-- START EXCERPT --

The examples of the destructive impact that non-native invasive species of plants or pests can have on our flora are very real and many. And counter to this we know through recent research that non-native plants don’t actually have much of a diverse affect on our gardens’ eco-systems.
But what about the cultural impact on landscape design- if we’re living in an age of media saturation, can we really expect our designs not to be swayed by these stories?

I say this in response to something that James Hitchmough shed light on at a symposium at the London College of Garden Design recently, and it made me question ‘creative’ decisions I’ve made at my own practice. He asked that we should ensure that drives for native only planting don’t have any ‘nationalistic’ motives. I’d never considered it before, believing that there was no other subtext in promoting this ‘purity’ other than ecology and a sense of place.

But I was uncomfortably enlightened further when I read an account in Susan Herrington’s essential book On Landscapes of the native planting drive in the 1930s by the Third Reich. She recounts how they recreated pre-industrial landscapes in order to galvanise National Socialism and legitimize notions of racial superiority in connection with understanding nature. It promoted the idea that National Socialist Germans were just good forest people from a fertile north which should be protected from the rootless Jews of the desert. The Third Reich landscape designers were honoured for being especially gifted in interpreting nature and recreating it in their designs, and their work was even considered of military importance.

Guidelines were created, ‘Rules of Design for the Landscape’, to ensure that only native plants were used in a ‘close to nature style’. Alien plants along highways, parks and rural areas were exterminated and replaced, becoming symbols of the Third Reich’s good handling of nature that was morally superior to others.

This is obviously an extreme scenario, and it’s worth taking a look at the Wikipedia page on Jens Jensen to read arguments to suggest that this is just “an imaginary conspiracy in Ecological Design”.  But it illustrates the point that even the most natural looking gardens, whether from Eighteenth century Britain or the Third Reich, express the culture of the time, and the aspirations of the designer and client.

My question is, when observers look back at the naturalistic gardens of the beginning of the 21st century, what they will read our underlying intentions to be?

Templeman Harrison London Landscape Design

  • http://contextualgardens.blogspot.com/ Darryl Moore

    It’s also worth bearing in mind the ironic fact that the fine array of alien species on display in our heritage gardens are also the product of nationalistic drives, given the role of plant hunting within the entangled history of colonialism and imperialism. Thus further blurring the boundaries between plants, place, power and identity.

-- END EXCERPT --
-- START RAW RECORDS --

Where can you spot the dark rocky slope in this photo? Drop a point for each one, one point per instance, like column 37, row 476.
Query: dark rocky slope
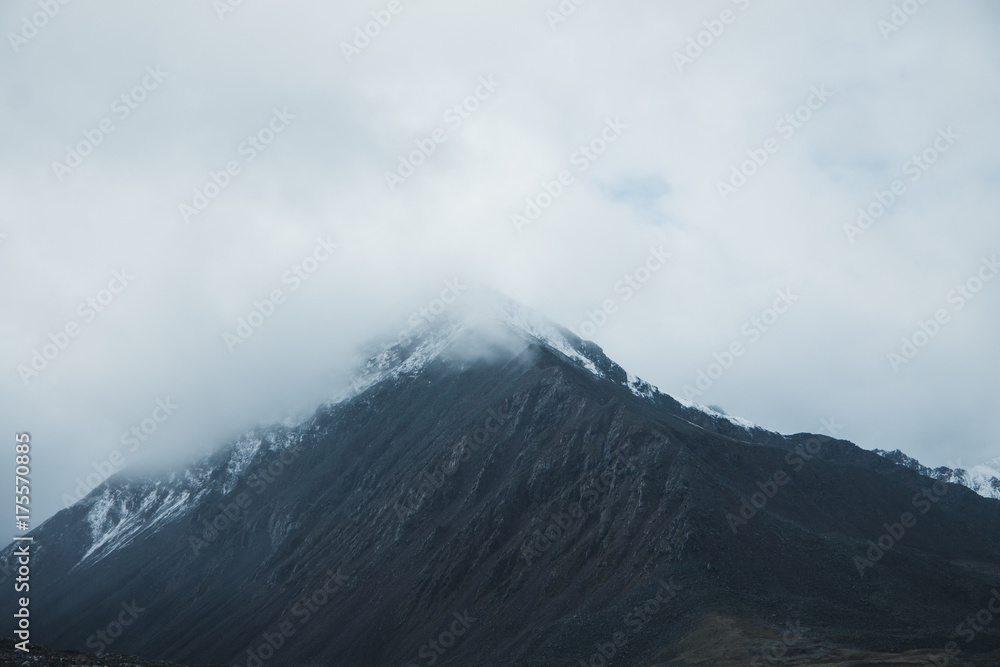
column 327, row 542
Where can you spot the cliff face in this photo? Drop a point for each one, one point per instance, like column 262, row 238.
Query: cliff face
column 533, row 505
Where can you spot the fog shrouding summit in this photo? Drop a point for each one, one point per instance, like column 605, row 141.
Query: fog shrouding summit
column 210, row 213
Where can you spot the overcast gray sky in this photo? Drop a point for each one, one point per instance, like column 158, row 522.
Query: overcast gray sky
column 623, row 122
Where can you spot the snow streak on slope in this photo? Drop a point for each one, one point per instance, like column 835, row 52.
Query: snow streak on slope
column 984, row 479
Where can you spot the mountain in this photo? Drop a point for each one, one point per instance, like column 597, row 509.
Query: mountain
column 984, row 479
column 495, row 491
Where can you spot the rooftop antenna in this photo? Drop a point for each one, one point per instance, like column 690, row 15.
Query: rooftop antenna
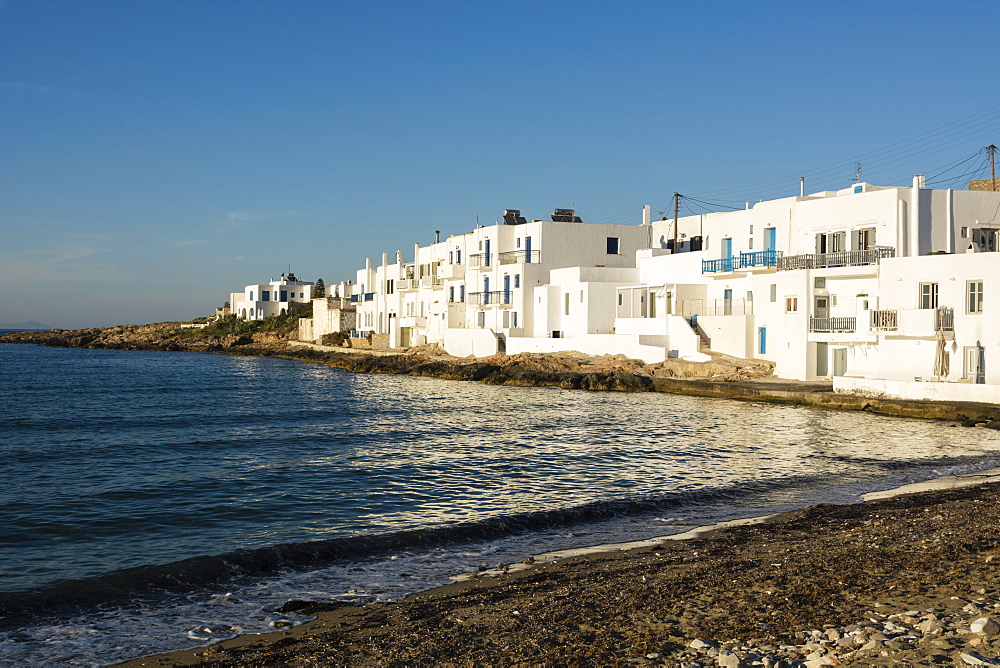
column 677, row 211
column 991, row 151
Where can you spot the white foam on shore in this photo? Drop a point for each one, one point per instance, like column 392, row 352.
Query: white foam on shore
column 943, row 482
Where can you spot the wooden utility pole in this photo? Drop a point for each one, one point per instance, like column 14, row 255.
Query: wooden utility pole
column 677, row 211
column 991, row 150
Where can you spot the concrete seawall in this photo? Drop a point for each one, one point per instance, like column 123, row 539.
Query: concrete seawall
column 814, row 394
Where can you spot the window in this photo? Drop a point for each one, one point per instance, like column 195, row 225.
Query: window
column 863, row 239
column 975, row 364
column 986, row 239
column 928, row 295
column 974, row 297
column 831, row 242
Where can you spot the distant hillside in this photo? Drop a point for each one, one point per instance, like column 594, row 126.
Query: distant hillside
column 31, row 325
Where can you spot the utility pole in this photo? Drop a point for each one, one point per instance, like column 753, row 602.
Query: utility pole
column 991, row 150
column 677, row 211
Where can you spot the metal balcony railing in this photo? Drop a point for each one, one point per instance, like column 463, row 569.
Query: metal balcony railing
column 768, row 258
column 885, row 320
column 944, row 319
column 839, row 259
column 517, row 257
column 715, row 266
column 480, row 260
column 842, row 324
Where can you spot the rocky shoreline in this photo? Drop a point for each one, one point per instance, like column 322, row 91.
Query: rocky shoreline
column 908, row 580
column 724, row 377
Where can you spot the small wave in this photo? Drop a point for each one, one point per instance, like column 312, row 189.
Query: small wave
column 198, row 573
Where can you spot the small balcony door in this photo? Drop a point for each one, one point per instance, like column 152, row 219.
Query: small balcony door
column 822, row 307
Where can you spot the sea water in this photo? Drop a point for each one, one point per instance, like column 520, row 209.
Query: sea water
column 153, row 501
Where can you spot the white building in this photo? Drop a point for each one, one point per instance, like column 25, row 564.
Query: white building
column 859, row 283
column 472, row 293
column 259, row 301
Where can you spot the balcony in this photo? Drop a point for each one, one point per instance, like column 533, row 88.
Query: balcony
column 768, row 258
column 716, row 266
column 481, row 260
column 842, row 324
column 839, row 259
column 919, row 323
column 452, row 270
column 492, row 298
column 520, row 257
column 884, row 320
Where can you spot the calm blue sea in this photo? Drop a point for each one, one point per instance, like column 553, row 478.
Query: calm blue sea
column 153, row 501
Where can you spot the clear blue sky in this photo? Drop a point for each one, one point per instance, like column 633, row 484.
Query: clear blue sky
column 155, row 156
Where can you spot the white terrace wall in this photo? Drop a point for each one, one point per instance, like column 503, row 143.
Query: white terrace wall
column 899, row 389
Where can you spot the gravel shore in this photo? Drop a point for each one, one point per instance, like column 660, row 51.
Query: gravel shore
column 907, row 580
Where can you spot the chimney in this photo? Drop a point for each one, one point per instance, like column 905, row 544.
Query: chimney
column 913, row 233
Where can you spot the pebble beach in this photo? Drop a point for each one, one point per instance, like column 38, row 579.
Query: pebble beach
column 897, row 580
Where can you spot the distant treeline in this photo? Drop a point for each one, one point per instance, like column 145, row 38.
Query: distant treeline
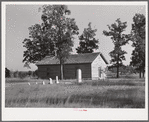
column 123, row 70
column 20, row 74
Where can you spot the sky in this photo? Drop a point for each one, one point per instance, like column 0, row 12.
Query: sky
column 20, row 17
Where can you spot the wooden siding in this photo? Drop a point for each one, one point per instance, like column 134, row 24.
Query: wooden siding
column 51, row 71
column 96, row 64
column 70, row 70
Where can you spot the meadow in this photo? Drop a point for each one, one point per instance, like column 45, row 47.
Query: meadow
column 110, row 93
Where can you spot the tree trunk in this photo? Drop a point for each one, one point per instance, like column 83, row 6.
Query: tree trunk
column 61, row 71
column 117, row 67
column 140, row 73
column 143, row 73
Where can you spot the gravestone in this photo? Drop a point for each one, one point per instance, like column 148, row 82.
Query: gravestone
column 57, row 79
column 50, row 80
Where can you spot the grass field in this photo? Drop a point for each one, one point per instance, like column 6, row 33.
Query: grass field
column 112, row 93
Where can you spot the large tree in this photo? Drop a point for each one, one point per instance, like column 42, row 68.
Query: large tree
column 138, row 42
column 53, row 37
column 119, row 39
column 87, row 41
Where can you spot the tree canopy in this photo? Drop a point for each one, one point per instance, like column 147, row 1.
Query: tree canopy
column 87, row 41
column 53, row 37
column 119, row 39
column 138, row 42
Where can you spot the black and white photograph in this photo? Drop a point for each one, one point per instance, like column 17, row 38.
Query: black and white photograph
column 76, row 59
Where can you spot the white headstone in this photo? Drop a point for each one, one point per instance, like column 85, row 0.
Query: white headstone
column 57, row 79
column 50, row 80
column 79, row 75
column 43, row 83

-- END RAW RECORDS --

_EXERCISE TASK_
Rewrite the passage of the piece on native planting that opens with the words "But I was uncomfortably" and closes with "of military importance.", putting "influential" in place of "essential".

_EXERCISE ANSWER_
But I was uncomfortably enlightened further when I read an account in Susan Herrington’s influential book On Landscapes of the native planting drive in the 1930s by the Third Reich. She recounts how they recreated pre-industrial landscapes in order to galvanise National Socialism and legitimize notions of racial superiority in connection with understanding nature. It promoted the idea that National Socialist Germans were just good forest people from a fertile north which should be protected from the rootless Jews of the desert. The Third Reich landscape designers were honoured for being especially gifted in interpreting nature and recreating it in their designs, and their work was even considered of military importance.